- _What to work on_
Rewrite the lines of the records below as a numbered list, leaving out any blank lines.
§ §
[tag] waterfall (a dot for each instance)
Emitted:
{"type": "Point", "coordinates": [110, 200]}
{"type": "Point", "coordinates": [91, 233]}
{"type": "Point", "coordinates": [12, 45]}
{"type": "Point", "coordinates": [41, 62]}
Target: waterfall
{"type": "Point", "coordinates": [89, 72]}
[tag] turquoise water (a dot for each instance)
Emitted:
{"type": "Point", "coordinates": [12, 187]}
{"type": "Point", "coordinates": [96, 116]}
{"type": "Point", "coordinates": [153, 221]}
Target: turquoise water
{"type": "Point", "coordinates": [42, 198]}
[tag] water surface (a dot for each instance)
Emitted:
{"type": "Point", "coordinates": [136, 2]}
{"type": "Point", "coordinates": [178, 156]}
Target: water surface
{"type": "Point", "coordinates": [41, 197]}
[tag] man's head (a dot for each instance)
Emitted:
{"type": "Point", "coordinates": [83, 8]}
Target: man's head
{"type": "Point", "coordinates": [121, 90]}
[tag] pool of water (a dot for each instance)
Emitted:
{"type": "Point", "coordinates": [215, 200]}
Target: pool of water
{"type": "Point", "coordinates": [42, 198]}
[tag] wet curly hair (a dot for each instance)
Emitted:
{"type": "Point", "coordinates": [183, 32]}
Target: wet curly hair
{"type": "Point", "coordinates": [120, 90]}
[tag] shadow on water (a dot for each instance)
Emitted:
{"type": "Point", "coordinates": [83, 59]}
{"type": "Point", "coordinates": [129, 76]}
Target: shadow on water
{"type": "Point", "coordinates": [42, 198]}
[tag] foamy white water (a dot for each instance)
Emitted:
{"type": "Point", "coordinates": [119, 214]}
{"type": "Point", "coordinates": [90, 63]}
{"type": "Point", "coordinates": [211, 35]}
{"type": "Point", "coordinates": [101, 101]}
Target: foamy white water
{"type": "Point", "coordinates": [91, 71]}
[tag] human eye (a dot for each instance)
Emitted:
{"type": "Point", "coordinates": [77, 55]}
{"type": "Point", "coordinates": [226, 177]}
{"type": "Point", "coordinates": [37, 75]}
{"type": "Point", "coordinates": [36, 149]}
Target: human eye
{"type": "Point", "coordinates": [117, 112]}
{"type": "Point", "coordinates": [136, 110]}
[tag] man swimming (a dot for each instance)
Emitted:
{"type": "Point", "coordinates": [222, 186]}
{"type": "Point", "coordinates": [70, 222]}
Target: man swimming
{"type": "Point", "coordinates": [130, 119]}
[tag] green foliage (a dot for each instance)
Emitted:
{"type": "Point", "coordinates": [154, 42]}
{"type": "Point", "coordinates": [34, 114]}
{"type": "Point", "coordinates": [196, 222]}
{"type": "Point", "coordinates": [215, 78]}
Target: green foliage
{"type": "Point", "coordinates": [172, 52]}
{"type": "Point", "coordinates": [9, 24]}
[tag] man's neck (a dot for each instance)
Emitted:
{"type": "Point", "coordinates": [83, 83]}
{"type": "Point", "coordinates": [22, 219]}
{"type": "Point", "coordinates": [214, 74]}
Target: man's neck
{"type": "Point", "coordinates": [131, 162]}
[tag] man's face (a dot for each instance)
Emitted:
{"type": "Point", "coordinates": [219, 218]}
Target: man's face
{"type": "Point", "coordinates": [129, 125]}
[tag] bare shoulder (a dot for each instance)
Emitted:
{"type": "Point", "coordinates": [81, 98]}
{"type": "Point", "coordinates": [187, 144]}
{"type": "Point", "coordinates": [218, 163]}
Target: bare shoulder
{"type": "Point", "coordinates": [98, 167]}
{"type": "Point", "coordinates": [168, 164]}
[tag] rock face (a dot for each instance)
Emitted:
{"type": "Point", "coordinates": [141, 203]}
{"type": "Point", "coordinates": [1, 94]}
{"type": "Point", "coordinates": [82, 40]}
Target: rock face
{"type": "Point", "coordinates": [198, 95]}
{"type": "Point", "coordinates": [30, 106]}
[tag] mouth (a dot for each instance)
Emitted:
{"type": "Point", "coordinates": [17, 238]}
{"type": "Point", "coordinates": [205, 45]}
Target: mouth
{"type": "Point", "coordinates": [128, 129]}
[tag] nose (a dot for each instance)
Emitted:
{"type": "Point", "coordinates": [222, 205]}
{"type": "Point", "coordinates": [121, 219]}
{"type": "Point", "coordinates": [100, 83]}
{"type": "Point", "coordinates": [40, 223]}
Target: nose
§ §
- _Output for this exercise_
1. [tag] waterfall (a dot for each instance)
2. Emitted:
3. {"type": "Point", "coordinates": [110, 200]}
4. {"type": "Point", "coordinates": [91, 233]}
5. {"type": "Point", "coordinates": [12, 45]}
6. {"type": "Point", "coordinates": [41, 62]}
7. Target: waterfall
8. {"type": "Point", "coordinates": [89, 72]}
9. [tag] turquoise water (a dot for each instance)
10. Emitted:
11. {"type": "Point", "coordinates": [12, 187]}
12. {"type": "Point", "coordinates": [96, 116]}
13. {"type": "Point", "coordinates": [153, 221]}
14. Target: turquoise water
15. {"type": "Point", "coordinates": [42, 198]}
16. [tag] water surface (a dot for each instance)
17. Emitted:
18. {"type": "Point", "coordinates": [136, 2]}
19. {"type": "Point", "coordinates": [178, 156]}
20. Target: water surface
21. {"type": "Point", "coordinates": [41, 197]}
22. [tag] man's head (a dot for each instance)
23. Emitted:
24. {"type": "Point", "coordinates": [83, 8]}
25. Target: man's head
26. {"type": "Point", "coordinates": [121, 90]}
27. [tag] pool of water (a dot for each instance)
28. Emitted:
29. {"type": "Point", "coordinates": [215, 200]}
30. Target: pool of water
31. {"type": "Point", "coordinates": [42, 198]}
32. [tag] wet curly hair (a dot for each instance)
33. Emitted:
34. {"type": "Point", "coordinates": [183, 32]}
35. Target: wet curly hair
36. {"type": "Point", "coordinates": [120, 90]}
37. [tag] shadow on water (a dot for each instance)
38. Emitted:
39. {"type": "Point", "coordinates": [83, 59]}
40. {"type": "Point", "coordinates": [129, 76]}
41. Target: shadow on water
42. {"type": "Point", "coordinates": [42, 198]}
43. [tag] foamy white water (a dot for each instance)
44. Emitted:
45. {"type": "Point", "coordinates": [119, 214]}
46. {"type": "Point", "coordinates": [90, 63]}
47. {"type": "Point", "coordinates": [211, 35]}
48. {"type": "Point", "coordinates": [101, 101]}
49. Target: foamy white water
50. {"type": "Point", "coordinates": [91, 71]}
51. [tag] human eye (a dot for each instance)
52. Emitted:
53. {"type": "Point", "coordinates": [77, 55]}
54. {"type": "Point", "coordinates": [226, 177]}
55. {"type": "Point", "coordinates": [37, 75]}
56. {"type": "Point", "coordinates": [36, 149]}
57. Target: human eye
58. {"type": "Point", "coordinates": [117, 112]}
59. {"type": "Point", "coordinates": [136, 110]}
60. [tag] man swimming (a dot for each instance)
61. Emitted:
62. {"type": "Point", "coordinates": [222, 186]}
63. {"type": "Point", "coordinates": [70, 222]}
64. Target: man swimming
65. {"type": "Point", "coordinates": [130, 119]}
66. [tag] green foliage (a dot for each instance)
67. Emitted:
68. {"type": "Point", "coordinates": [154, 42]}
69. {"type": "Point", "coordinates": [34, 114]}
70. {"type": "Point", "coordinates": [196, 222]}
71. {"type": "Point", "coordinates": [215, 78]}
72. Target: green foliage
73. {"type": "Point", "coordinates": [172, 52]}
74. {"type": "Point", "coordinates": [9, 24]}
75. [tag] man's neck (a dot for each instance)
76. Emitted:
77. {"type": "Point", "coordinates": [83, 83]}
78. {"type": "Point", "coordinates": [22, 219]}
79. {"type": "Point", "coordinates": [214, 74]}
80. Target: man's neck
81. {"type": "Point", "coordinates": [131, 162]}
82. [tag] man's face (a dot for each instance)
83. Emitted:
84. {"type": "Point", "coordinates": [219, 218]}
85. Target: man's face
86. {"type": "Point", "coordinates": [129, 125]}
87. [tag] bare shoulder (a dot for each instance)
88. Emitted:
89. {"type": "Point", "coordinates": [81, 98]}
90. {"type": "Point", "coordinates": [187, 144]}
91. {"type": "Point", "coordinates": [218, 163]}
92. Target: bare shoulder
93. {"type": "Point", "coordinates": [98, 167]}
94. {"type": "Point", "coordinates": [168, 164]}
95. [tag] rock face (a dot for each instance)
96. Emitted:
97. {"type": "Point", "coordinates": [141, 203]}
98. {"type": "Point", "coordinates": [1, 94]}
99. {"type": "Point", "coordinates": [82, 40]}
100. Target: rock face
101. {"type": "Point", "coordinates": [198, 95]}
102. {"type": "Point", "coordinates": [30, 106]}
103. [tag] mouth (a dot for each instance)
104. Emitted:
105. {"type": "Point", "coordinates": [17, 238]}
106. {"type": "Point", "coordinates": [205, 45]}
107. Target: mouth
108. {"type": "Point", "coordinates": [128, 129]}
109. [tag] nose (a dot for each instance)
110. Emitted:
111. {"type": "Point", "coordinates": [222, 205]}
112. {"type": "Point", "coordinates": [121, 219]}
113. {"type": "Point", "coordinates": [100, 83]}
114. {"type": "Point", "coordinates": [40, 223]}
115. Target: nose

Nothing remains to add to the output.